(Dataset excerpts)

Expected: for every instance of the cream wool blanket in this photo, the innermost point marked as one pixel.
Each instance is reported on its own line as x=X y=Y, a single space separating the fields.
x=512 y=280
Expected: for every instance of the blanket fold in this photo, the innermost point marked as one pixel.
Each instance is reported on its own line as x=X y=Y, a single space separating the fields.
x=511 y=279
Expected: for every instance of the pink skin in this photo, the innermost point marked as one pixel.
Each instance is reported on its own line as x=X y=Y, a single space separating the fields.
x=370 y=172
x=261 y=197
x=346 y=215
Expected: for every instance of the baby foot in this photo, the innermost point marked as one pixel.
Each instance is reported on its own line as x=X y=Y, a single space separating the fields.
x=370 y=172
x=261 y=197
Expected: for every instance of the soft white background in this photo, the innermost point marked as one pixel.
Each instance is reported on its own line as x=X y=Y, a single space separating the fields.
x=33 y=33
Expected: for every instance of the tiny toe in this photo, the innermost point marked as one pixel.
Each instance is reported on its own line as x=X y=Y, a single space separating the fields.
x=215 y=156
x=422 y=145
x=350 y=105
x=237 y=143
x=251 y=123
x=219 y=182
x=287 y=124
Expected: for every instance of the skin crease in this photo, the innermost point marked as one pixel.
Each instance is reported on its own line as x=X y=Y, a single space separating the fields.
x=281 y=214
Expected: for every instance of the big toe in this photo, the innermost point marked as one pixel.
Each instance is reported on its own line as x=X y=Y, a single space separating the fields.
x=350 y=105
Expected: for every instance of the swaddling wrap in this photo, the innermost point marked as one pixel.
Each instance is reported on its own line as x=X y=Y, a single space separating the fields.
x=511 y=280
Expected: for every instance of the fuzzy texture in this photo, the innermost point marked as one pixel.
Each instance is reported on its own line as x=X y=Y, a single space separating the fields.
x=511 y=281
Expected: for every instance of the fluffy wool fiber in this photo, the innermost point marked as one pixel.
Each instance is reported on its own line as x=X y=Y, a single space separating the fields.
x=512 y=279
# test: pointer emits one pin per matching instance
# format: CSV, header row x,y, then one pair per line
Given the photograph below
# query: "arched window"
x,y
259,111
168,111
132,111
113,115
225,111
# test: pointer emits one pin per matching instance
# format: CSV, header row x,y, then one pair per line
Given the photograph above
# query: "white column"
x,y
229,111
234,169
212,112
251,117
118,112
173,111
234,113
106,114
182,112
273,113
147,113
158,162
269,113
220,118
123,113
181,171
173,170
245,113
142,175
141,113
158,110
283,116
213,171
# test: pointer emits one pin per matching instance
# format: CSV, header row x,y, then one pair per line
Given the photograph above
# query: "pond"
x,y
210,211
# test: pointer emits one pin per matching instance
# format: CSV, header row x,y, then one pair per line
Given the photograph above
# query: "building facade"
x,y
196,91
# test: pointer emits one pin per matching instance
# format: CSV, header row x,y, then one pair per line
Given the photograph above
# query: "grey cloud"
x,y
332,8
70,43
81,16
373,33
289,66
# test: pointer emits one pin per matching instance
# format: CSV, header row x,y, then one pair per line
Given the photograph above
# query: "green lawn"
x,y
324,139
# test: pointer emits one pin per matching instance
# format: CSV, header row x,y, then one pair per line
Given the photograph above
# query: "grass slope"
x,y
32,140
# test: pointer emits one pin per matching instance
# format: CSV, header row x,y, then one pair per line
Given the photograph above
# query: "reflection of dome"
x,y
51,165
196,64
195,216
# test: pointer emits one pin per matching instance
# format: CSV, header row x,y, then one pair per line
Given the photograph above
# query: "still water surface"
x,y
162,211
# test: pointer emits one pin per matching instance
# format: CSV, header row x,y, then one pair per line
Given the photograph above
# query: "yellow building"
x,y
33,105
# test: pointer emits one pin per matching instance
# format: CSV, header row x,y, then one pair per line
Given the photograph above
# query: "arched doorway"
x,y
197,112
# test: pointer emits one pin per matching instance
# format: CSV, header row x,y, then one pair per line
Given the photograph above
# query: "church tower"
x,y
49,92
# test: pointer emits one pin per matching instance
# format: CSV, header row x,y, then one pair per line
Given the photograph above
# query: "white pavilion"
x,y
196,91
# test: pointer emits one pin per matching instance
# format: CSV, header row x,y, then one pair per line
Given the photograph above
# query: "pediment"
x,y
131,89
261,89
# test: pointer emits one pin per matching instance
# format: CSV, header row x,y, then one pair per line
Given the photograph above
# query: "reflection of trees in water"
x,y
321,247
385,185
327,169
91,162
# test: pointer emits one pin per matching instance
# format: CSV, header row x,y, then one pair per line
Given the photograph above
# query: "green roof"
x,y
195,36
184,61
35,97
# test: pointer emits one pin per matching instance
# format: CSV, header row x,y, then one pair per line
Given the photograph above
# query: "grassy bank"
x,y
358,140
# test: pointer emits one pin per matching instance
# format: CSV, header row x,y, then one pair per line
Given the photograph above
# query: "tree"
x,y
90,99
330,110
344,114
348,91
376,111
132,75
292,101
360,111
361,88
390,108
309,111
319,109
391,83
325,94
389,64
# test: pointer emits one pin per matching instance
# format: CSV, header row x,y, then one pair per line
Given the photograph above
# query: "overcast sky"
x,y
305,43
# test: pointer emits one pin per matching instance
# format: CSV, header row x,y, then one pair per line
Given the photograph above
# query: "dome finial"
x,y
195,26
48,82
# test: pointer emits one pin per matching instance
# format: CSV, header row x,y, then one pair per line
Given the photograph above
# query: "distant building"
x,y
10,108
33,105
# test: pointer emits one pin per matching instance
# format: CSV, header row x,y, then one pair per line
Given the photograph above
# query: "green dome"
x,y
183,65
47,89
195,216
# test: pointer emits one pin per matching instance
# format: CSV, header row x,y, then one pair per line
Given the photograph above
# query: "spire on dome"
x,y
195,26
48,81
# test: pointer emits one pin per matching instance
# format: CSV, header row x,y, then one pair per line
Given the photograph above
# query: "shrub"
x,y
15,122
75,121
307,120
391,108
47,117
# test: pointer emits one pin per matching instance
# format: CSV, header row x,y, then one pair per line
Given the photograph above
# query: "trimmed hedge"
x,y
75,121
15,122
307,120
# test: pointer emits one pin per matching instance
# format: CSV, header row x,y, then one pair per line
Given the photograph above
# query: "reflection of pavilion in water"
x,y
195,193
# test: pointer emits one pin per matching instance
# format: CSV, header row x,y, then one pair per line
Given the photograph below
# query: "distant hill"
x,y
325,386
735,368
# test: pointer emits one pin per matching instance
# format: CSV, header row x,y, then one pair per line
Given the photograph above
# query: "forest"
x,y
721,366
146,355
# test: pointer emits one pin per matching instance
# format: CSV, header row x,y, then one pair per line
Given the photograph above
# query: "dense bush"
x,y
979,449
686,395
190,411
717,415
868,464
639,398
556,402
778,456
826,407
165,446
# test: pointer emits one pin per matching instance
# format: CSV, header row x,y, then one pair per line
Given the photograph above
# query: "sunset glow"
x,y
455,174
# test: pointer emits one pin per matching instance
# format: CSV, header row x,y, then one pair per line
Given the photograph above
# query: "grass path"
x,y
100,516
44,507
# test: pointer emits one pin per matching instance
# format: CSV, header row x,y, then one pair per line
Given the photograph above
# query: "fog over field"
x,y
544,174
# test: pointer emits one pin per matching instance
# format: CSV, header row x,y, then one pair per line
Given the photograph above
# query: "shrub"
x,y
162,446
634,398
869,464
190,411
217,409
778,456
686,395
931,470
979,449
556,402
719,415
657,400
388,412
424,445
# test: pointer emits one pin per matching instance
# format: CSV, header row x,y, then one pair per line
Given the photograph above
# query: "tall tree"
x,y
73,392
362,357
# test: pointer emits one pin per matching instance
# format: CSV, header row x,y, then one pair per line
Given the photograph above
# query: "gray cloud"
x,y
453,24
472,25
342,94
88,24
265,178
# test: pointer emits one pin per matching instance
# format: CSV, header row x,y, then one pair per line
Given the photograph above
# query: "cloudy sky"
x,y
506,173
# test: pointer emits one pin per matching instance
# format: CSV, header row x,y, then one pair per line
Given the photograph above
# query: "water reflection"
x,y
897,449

WORK ORDER: For this exercise, find all lines in the records containing the word "every" and copy them.

EXPECTED ANSWER:
Expected: for every instance of the cream wool blanket in this photo, the innermost point marked as one pixel.
Expected: for every instance of the blanket fold in this photo, the innermost point marked as one pixel.
Expected: for every instance of the pink skin in this photo, the innermost point marked as one pixel.
Expected: for every instance of the baby foot in this photo, the innermost point marked as one pixel.
Expected: for every instance of the soft white background in this photo, the innermost point marked as one pixel.
Expected: for every instance of the tiny toe in this photo, the innermost point marked as one pixel.
Expected: for every instance of the skin crease in this photo, the innermost point marked as one pixel.
Expected: for every instance of the big toe in this photo, the innermost point marked as one pixel.
Expected: for every instance of the swaddling wrap in this photo, the innermost point marked as one pixel.
Expected: for every instance of the fuzzy texture in this photo, the innermost point marked as one pixel.
Expected: for every instance of the fluffy wool fiber in this photo, the innermost point marked as one pixel.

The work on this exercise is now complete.